> **Ausgewählter Auszug**
· · ·
Sprechstunde Episode 1
Faktencheck Vergabeverfahren Markus Riester (Projektleiter Neubau) im Interview

Warum wird das Vergabeverfahren benötigt?
Das Vergabeverfahren ist dazu da, alle ausführende Firmen, die unseren Neubau errichten, auszuwählen. Dazu gehören Planer, Schreiner, Maurer eben alles, was auf einem Bau dieser Größe benötigt wird. Da unser Projekt vom Land gefördert wird, sind wir dazu verpflichtet, unsere Aufträge öffentlich auszuschreiben und uns an die Vergaberichtlinien zu halten. Ein Vorteil dieses Verfahrens ist, dass wir durch den Prozess des Ausschreibens detailliert festlegen können, was eine potenzielle Firma leisten muss. Durch den Eingang mehrere Bewerbungen ist ein direkter Vergleich der Angebote möglich. Grundsätzlich lässt sich sagen, dass unser Projekt so groß ist, dass fast alle Ausschreibungen europaweit stattfinden werden.
Stellen wir uns vor, wir benötigen z.B. Fenster für den Neubau.
Was passiert dann?
Der Planer wird dann eine passende Ausschreibung für Fenster erstellen. Er listet in einem Leistungsverzeichnis auf, welche Fenstertypen, -größen etc. benötigt werden. Dies passiert mit sogenannten Einzelgewerken. Das heißt, jeder Schritt in den verschiedenen Bauphasen wird einzeln ausgeschrieben und vergeben. Das ermöglicht uns, unsere Ausschreibungen an den dynamischen Baustellenprozess anzupassen. Außerdem geben wir somit lokalen Anbietern die Chance, sich am Klinikum zu beteiligen.
· · ·
> **Bereitgestellte Daten**
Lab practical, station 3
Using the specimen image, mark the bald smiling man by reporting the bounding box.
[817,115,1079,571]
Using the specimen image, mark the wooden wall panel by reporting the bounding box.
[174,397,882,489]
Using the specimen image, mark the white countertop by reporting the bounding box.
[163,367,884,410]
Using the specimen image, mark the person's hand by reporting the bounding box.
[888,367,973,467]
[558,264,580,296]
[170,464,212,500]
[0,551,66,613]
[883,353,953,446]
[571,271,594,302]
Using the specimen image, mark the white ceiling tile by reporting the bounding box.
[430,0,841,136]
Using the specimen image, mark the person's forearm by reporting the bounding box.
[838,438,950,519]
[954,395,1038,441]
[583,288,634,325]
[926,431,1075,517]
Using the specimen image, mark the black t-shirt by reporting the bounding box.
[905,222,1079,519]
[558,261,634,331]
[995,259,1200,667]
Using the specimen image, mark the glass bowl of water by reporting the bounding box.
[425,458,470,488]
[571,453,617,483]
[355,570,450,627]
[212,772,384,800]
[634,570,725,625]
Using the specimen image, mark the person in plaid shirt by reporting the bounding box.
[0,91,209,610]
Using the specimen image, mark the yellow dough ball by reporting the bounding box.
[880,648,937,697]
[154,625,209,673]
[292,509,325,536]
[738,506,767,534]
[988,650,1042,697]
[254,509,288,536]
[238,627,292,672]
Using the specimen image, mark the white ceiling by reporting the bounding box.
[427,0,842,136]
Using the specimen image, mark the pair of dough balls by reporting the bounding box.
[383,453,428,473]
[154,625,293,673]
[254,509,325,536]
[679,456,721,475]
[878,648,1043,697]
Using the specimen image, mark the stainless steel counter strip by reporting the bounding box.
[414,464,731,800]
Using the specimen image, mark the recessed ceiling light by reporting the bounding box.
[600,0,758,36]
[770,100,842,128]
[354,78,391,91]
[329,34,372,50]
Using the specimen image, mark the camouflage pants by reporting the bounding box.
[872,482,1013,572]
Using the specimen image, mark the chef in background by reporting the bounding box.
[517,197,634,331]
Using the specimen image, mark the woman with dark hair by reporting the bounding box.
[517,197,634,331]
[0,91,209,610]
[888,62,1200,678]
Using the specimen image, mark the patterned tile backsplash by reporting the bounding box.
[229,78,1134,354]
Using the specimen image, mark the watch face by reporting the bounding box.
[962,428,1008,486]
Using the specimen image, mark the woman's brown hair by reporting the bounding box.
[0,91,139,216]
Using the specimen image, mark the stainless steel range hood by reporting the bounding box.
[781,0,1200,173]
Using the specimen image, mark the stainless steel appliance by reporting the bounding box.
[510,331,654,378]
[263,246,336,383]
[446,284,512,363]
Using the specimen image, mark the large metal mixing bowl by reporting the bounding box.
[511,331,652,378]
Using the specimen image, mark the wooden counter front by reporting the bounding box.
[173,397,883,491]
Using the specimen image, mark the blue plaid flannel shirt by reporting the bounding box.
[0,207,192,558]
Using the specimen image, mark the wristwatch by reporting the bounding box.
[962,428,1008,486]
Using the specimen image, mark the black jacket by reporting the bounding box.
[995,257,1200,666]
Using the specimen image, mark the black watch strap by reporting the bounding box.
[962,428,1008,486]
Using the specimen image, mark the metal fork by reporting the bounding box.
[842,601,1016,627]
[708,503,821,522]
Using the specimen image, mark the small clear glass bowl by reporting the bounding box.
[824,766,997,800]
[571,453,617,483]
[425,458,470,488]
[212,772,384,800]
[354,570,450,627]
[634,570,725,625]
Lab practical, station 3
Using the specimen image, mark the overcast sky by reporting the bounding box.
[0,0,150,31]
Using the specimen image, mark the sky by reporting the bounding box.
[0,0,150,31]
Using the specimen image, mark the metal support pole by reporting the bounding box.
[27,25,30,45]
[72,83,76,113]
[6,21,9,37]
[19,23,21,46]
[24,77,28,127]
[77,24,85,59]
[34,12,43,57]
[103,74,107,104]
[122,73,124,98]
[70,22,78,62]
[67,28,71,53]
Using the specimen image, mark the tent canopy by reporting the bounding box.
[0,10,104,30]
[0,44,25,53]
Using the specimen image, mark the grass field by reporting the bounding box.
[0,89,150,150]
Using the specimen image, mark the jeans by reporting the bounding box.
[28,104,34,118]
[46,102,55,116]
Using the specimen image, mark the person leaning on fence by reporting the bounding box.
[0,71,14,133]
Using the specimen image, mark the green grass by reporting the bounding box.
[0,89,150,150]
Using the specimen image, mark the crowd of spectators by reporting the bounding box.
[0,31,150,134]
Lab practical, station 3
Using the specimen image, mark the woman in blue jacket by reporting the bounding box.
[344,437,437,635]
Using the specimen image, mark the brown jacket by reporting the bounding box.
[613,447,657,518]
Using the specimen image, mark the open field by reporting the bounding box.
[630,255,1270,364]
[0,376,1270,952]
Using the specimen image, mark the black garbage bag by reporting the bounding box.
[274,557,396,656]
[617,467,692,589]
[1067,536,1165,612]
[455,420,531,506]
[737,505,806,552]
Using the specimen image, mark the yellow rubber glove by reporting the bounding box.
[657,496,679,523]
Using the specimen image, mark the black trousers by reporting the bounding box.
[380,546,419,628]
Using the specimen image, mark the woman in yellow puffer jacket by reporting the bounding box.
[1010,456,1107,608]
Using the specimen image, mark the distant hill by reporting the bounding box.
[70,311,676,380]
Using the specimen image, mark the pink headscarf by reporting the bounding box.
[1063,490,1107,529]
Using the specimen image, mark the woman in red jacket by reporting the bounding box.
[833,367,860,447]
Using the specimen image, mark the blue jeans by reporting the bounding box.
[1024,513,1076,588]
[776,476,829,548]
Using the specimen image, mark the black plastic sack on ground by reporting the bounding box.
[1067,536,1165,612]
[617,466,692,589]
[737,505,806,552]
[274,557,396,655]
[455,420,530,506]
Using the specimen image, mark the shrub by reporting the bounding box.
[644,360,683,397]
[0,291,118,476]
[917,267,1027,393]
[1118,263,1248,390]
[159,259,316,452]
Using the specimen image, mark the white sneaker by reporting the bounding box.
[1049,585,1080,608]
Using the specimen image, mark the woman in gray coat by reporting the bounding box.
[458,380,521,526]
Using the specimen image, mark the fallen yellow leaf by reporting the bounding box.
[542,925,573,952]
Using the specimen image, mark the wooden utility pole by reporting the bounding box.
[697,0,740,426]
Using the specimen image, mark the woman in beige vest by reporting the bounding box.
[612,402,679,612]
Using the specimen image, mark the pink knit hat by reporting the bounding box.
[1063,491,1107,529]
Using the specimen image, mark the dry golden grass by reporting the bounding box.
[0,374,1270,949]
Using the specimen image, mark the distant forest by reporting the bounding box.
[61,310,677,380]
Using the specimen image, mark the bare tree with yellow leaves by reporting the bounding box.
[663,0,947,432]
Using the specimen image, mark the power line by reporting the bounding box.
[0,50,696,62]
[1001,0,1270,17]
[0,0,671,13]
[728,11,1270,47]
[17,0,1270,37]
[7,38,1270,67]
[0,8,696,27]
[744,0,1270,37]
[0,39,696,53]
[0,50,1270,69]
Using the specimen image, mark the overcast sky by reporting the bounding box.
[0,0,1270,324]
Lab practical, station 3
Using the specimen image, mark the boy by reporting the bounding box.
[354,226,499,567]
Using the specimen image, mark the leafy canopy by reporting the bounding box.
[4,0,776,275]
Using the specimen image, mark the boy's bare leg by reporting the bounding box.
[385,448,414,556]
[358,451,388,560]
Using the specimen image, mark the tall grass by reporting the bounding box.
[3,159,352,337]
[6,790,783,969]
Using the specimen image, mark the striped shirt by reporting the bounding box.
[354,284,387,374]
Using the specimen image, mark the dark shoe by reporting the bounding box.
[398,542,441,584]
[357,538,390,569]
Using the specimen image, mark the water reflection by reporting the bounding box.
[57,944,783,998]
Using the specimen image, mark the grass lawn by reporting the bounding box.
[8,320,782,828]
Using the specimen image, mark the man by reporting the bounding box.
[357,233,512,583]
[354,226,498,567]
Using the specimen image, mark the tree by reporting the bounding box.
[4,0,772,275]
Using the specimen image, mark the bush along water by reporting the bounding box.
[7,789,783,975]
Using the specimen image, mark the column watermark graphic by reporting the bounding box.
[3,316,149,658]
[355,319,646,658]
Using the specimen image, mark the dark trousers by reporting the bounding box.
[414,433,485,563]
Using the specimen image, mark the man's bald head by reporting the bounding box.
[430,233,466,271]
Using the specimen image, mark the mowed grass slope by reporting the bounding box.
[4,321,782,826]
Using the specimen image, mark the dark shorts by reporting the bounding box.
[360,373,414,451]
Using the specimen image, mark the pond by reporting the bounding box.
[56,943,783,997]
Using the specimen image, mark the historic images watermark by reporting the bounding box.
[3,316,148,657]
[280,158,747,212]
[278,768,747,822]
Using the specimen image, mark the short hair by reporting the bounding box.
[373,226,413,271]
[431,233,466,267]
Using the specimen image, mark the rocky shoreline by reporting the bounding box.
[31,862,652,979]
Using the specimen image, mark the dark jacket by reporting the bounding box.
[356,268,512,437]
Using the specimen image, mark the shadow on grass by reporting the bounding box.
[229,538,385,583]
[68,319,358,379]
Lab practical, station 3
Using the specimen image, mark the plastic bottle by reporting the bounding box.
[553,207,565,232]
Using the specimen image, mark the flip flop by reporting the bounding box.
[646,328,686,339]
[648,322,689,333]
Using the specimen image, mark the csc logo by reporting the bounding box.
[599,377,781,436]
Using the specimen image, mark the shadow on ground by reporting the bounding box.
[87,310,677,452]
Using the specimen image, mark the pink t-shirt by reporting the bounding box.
· · ·
> **Aufgabenstellung**
Bitte schreiben Sie das Interview zum Vergabeverfahren oben vollständig und wortgetreu ab.

> **Ergebnis**
Sprechstunde Episode 1
Faktencheck Vergabeverfahren Markus Riester (Projektleiter Neubau) im Interview

Warum wird das Vergabeverfahren benötigt?
Das Vergabeverfahren ist dazu da, alle ausführende Firmen, die unseren Neubau errichten, auszuwählen. Dazu gehören Planer, Schreiner, Maurer eben alles, was auf einem Bau dieser Größe benötigt wird. Da unser Projekt vom Land gefördert wird, sind wir dazu verpflichtet, unsere Aufträge öffentlich auszuschreiben und uns an die Vergaberichtlinien zu halten. Ein Vorteil dieses Verfahrens ist, dass wir durch den Prozess des Ausschreibens detailliert festlegen können, was eine potenzielle Firma leisten muss. Durch den Eingang mehrere Bewerbungen ist ein direkter Vergleich der Angebote möglich. Grundsätzlich lässt sich sagen, dass unser Projekt so groß ist, dass fast alle Ausschreibungen europaweit stattfinden werden.
Stellen wir uns vor, wir benötigen z.B. Fenster für den Neubau.
Was passiert dann?
Der Planer wird dann eine passende Ausschreibung für Fenster erstellen. Er listet in einem Leistungsverzeichnis auf, welche Fenstertypen, -größen etc. benötigt werden. Dies passiert mit sogenannten Einzelgewerken. Das heißt, jeder Schritt in den verschiedenen Bauphasen wird einzeln ausgeschrieben und vergeben. Das ermöglicht uns, unsere Ausschreibungen an den dynamischen Baustellenprozess anzupassen. Außerdem geben wir somit lokalen Anbietern die Chance, sich am Klinikum zu beteiligen.